• Problem to solve:
Please swap "Place a dot" for "Mark a point" throughout the data below and reproduce it with everything else unchanged.
>> begin Supplied records
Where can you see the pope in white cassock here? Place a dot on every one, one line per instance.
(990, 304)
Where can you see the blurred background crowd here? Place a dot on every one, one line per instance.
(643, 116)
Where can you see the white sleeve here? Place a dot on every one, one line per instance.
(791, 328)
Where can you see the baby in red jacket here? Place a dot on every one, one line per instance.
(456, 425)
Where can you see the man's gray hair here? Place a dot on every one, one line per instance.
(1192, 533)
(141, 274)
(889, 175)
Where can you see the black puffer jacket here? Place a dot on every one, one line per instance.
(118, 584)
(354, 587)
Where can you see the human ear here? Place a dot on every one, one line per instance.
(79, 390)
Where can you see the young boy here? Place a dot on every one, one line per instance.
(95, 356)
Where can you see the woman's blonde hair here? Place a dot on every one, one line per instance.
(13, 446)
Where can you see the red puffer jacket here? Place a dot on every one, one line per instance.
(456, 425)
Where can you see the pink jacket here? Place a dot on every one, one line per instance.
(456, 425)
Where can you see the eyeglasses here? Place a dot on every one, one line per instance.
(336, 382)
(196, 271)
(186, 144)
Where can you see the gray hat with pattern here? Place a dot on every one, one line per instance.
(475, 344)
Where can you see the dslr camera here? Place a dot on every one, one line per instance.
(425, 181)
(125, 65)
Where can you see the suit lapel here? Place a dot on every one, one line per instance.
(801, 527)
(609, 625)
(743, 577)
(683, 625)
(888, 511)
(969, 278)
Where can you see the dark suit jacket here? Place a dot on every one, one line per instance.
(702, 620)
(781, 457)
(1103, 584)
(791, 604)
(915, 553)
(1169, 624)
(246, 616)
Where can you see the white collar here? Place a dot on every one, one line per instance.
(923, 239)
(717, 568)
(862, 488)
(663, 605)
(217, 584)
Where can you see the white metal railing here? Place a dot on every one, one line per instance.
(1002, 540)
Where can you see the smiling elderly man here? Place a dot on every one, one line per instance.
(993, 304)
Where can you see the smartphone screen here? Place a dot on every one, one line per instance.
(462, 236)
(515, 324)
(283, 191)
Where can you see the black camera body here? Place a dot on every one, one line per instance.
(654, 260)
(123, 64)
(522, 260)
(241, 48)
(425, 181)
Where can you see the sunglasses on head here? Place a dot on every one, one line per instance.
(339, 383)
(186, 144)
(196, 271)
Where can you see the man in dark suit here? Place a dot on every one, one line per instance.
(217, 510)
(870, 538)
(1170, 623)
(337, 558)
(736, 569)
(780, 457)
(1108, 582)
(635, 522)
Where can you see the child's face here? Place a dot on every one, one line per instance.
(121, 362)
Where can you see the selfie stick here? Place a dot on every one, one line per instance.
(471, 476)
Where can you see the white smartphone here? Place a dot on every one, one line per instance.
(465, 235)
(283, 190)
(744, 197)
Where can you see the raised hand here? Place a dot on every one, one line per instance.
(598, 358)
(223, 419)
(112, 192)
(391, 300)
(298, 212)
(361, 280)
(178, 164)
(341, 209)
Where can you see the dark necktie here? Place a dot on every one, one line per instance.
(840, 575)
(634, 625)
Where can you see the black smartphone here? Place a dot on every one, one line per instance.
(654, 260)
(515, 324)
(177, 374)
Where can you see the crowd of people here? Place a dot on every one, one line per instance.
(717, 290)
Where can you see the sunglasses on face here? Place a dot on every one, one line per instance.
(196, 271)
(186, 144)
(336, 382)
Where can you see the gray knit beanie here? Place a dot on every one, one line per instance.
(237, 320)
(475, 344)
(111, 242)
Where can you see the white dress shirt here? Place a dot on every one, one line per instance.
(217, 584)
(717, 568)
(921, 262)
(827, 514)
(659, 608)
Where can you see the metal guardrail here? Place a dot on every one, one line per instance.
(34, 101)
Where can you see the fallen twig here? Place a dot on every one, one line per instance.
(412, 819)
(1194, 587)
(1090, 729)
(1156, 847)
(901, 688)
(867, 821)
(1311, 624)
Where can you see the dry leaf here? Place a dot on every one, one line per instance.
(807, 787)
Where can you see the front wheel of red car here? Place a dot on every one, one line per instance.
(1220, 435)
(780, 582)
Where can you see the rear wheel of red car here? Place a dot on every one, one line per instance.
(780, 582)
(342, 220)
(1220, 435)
>> end Supplied records
• Final result:
Where can you see the pope in white cassock here? Mark a point on every one, one line per instance.
(990, 304)
Where can you see the blurred background crowd here? Mark a point on every one, one line per instance.
(643, 116)
Where can you see the white sleeve here? Mark a point on every one, one line per instance.
(791, 328)
Where can you see the baby in red jacket here? Mark a point on every one, one line per instance.
(456, 425)
Where can you see the man's gray hair here? Mark a point on every one, one line per instance.
(1192, 533)
(141, 274)
(889, 175)
Where can you see the black puffer jacket here? Mark a point on every one, one line per instance.
(118, 584)
(354, 587)
Where can you see the human ear here? Mark a point on every one, one line per instance.
(79, 390)
Where can you see the young boy here? Mark a point on every one, one line per instance.
(95, 356)
Where can you see the woman's blonde hair here? Mark a point on every one, one line per instance.
(13, 446)
Where can you see the red puffer jacket here? Mark a point on every one, one line per instance.
(456, 425)
Where can you see the pink jacket here? Mark a point on every one, one line per instance.
(456, 425)
Where can you see the eyeglasses here? Mark a point on every one, one line per instance.
(336, 382)
(196, 271)
(186, 144)
Where can you see the gray hat with pattern here? Mark a point on every one, one line per instance.
(475, 344)
Where can you see the dslr camera here? Mark a point on every one, one line per instance.
(425, 181)
(125, 65)
Where can you see the suit lapel here? Mark a point on every one, one line per instance.
(801, 527)
(609, 625)
(743, 577)
(683, 625)
(888, 511)
(969, 278)
Where can you see the dark suit jacket here? Mark a point on every one, one line per instance.
(702, 620)
(781, 457)
(1103, 584)
(791, 604)
(915, 553)
(1169, 624)
(246, 616)
Where can you see the white collar here? Mark a point on every one, one line per instance.
(923, 239)
(717, 568)
(862, 488)
(663, 605)
(217, 584)
Where can you see the white metal railing here? Mark a point on every one, one line per instance.
(1002, 540)
Where can you see the smiling elderly man here? Mark a point on every one, one line per instance.
(993, 304)
Where can you see the smartphone screen here? Mark a point on every one, one line per instance.
(462, 236)
(515, 324)
(283, 191)
Where can you see the black camera body here? Mark a point on every one, one line per instance.
(654, 260)
(123, 64)
(522, 260)
(241, 48)
(425, 181)
Where can you see the sunglasses on head here? Mark a point on every one, one line per instance.
(339, 383)
(186, 144)
(196, 271)
Where can you see the man in dark suit here? Mark a point on every one, one line per instance.
(217, 510)
(870, 538)
(1170, 623)
(337, 558)
(736, 569)
(780, 457)
(1108, 582)
(635, 522)
Where can you see the child's face here? Mark a point on every one, one line per instance.
(121, 362)
Where can you see the selfie stick here? Mark a point on every one, one line per instance.
(471, 476)
Where can you see the white smartphone here? Mark a point on every one, one line per instance.
(465, 235)
(283, 190)
(744, 197)
Where can you see the raised hand here? Mark a point on every one, one line per instance.
(598, 358)
(223, 419)
(112, 192)
(391, 300)
(298, 212)
(361, 280)
(178, 164)
(341, 209)
Where can you see the dark necktie here? Mark a point on every one, one line per instance.
(840, 575)
(634, 625)
Where can you see the black smartphone here? Mark a point on every one, one line per instance.
(654, 260)
(515, 324)
(177, 374)
Where can you see the crowd of people here? Mark a point on every one, one line per instance.
(717, 290)
Where can you see the sunglasses on face here? Mark a point on every one, one line per instance.
(196, 271)
(186, 144)
(336, 382)
Where can you see the gray knit beanie here? Mark a point on every one, one line per instance.
(237, 320)
(475, 344)
(111, 242)
Where can you see the white dress shirt here? Mark a point on every one, one line per instance.
(217, 584)
(717, 568)
(921, 262)
(827, 514)
(659, 608)
Where can you see the metal guardrail here? Mark a point on every one, one line per instance.
(34, 101)
Where can you see the fallen twig here? Mark a point on every one, one line per instance.
(412, 819)
(1194, 587)
(1090, 729)
(1156, 847)
(901, 688)
(867, 821)
(1311, 624)
Where can you see the dry leaf here? Mark a point on every one, one line per instance.
(807, 787)
Where can you see the front wheel of red car here? Mark a point on every one, one line per instance.
(1220, 435)
(780, 582)
Where can you see the rear wheel of red car here? Mark a point on every one, one line per instance.
(780, 582)
(342, 220)
(1220, 435)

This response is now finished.